> **PAGE EXCERPT**
Angelich in Schumann and angelic Liszt from Noseda, NSO
The National Symphony Orchestra’s sound is changing under Gianandrea Noseda.
At their latest outing together, Thursday night in the Kennedy Center Concert Hall, the Italian conductor led his musicians through an extravaganza of soul-baring romantic music. It was an opportunity to show a range of technicolor timbres, from chamber-sized sounds to crushing fortes, and the orchestra delivered with astonishing unity of purpose.
Nicholas Angelich made an understated NSO debut in Robert Schumann’s Piano Concerto in A Minor. The American pianist put a delicate mark on the first movement, interpreting the tempo marking, Andante affettuoso, not as principally about speed and force. Applying rubato generously, Angelich drew out the tender side of the solo part, but with a steely touch in the crashing chords and leaping octaves.
Angelich is also an excellent chamber musician, and it was the spirit of collaboration with the orchestra that stood out in this performance. Unlike some flashier soloists, when it was his turn to accompany solos in the orchestra part, he accompanied them rather than just crashing ahead. This approach gave the dreamier sections of the first movement and the yearning second movement room to breathe, as the piece seemed more a conversation of many voices than merely a showpiece.
On the other hand, the finale was on the conservative side in tempo. Angelich played with exceptional clarity and distinction of individual voices in the solo part, and the orchestra responded with verve and spirit. In the end, though, the piece could have used a little more daredevil fire, to go along with the delicate and polished parts.
Fire was certainly not lacking in Noseda’s account of the original version of Liszt’s A Faust Symphony, without the choral conclusion Liszt added later. The NSO last played the piece in 1942, under founding music director, Hans Kindler. Orchestral neglect of this confounding, occasionally brilliant work is hardly limited to Washington, but Noseda has already made a case for Liszt’s orchestral tone poems in a comprehensive recording with the BBC Philharmonic.

> **WRITTEN EXERCISE 1**
Copy every line of the records below from the line containing "Please indicate the overcast" through the end of the records. Add 147 to each x and y value in the answer coordinates.

> **RECORDS SUPPLIED**
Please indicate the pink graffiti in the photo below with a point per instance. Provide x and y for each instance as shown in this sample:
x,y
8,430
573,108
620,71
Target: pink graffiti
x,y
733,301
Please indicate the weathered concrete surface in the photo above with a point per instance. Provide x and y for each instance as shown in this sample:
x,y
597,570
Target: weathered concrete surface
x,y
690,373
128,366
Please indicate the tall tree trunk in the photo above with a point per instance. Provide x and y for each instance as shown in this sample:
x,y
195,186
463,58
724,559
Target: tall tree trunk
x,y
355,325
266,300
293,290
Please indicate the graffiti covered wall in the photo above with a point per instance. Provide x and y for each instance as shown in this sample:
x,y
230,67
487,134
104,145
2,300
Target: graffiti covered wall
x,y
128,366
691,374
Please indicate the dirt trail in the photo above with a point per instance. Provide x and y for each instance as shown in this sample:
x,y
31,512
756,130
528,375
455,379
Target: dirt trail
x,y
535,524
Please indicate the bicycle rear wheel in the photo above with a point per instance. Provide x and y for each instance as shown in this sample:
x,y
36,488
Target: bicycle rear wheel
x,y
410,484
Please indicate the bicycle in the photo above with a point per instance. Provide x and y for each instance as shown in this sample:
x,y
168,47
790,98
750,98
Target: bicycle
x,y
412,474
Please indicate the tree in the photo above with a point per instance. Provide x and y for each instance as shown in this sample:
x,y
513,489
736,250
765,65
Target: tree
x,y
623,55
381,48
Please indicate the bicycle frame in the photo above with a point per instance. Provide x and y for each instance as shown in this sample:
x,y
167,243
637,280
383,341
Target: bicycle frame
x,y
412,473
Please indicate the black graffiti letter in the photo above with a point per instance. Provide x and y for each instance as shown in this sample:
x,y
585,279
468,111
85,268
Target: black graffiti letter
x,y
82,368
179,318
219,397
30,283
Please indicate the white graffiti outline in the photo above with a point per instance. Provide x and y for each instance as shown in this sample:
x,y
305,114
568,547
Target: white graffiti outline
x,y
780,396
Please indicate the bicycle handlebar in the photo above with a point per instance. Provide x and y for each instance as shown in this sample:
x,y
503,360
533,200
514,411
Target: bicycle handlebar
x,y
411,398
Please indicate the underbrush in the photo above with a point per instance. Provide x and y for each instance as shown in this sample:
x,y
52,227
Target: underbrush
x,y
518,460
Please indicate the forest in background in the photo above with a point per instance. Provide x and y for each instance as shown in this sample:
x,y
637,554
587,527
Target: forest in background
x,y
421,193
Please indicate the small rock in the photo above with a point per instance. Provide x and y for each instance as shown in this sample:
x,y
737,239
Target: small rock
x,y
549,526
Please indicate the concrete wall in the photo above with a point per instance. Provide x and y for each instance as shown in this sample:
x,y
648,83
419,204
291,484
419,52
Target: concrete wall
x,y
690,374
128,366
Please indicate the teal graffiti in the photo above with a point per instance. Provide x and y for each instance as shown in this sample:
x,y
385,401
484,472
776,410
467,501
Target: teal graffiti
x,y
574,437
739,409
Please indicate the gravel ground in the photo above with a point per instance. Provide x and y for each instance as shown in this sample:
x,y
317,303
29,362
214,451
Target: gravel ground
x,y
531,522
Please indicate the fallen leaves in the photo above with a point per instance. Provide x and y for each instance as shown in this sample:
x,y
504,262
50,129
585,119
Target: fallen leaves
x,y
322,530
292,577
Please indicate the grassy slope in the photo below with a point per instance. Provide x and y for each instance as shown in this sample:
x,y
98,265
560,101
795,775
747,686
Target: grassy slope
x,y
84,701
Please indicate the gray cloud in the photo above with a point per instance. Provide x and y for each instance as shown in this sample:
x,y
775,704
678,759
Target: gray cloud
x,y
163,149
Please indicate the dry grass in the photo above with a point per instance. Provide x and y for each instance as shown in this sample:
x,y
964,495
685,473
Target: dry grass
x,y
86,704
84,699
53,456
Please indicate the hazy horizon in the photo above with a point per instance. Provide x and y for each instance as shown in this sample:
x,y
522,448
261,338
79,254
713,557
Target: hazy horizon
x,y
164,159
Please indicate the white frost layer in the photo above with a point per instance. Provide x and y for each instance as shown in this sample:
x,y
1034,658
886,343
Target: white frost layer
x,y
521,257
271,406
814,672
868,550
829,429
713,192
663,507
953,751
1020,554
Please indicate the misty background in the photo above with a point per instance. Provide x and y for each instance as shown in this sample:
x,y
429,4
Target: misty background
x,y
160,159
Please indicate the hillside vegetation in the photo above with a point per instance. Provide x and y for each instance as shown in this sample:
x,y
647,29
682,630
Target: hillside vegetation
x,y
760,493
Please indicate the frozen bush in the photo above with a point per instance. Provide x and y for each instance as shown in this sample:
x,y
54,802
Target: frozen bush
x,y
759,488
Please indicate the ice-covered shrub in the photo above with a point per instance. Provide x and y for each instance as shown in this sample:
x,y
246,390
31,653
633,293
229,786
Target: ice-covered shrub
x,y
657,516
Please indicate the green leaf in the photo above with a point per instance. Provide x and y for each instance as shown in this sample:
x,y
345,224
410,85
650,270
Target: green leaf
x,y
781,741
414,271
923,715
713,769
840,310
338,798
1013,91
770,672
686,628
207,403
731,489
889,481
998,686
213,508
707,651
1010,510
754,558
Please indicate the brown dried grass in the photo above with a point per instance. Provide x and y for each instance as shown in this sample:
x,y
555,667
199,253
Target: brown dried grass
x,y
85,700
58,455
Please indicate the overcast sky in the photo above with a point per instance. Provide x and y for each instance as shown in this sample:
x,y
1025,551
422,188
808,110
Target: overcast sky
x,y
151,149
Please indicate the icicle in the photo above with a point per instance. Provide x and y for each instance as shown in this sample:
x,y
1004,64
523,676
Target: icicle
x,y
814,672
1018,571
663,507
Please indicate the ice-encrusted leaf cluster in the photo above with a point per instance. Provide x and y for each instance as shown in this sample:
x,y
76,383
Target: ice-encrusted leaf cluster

> **WRITTEN EXERCISE 2**
According to the concert review, in what year did the National Symphony Orchestra last play Liszt's A Faust Symphony?

> **EXPECTED OUTPUT 1**
Please indicate the overcast sky in the photo above with a point per instance. Provide x and y for each instance as shown in this sample:
x,y
1025,551
422,188
808,110
Target: overcast sky
x,y
298,296
Please indicate the icicle in the photo above with a point per instance. Provide x and y for each instance as shown in this sample:
x,y
1004,64
523,676
Target: icicle
x,y
961,819
1165,718
810,654
Please indicate the ice-encrusted leaf cluster in the photo above with a point per instance. Provide x and y for each instance as shown in this sample:
x,y
76,383
Target: ice-encrusted leaf cluster

> **EXPECTED OUTPUT 2**
1942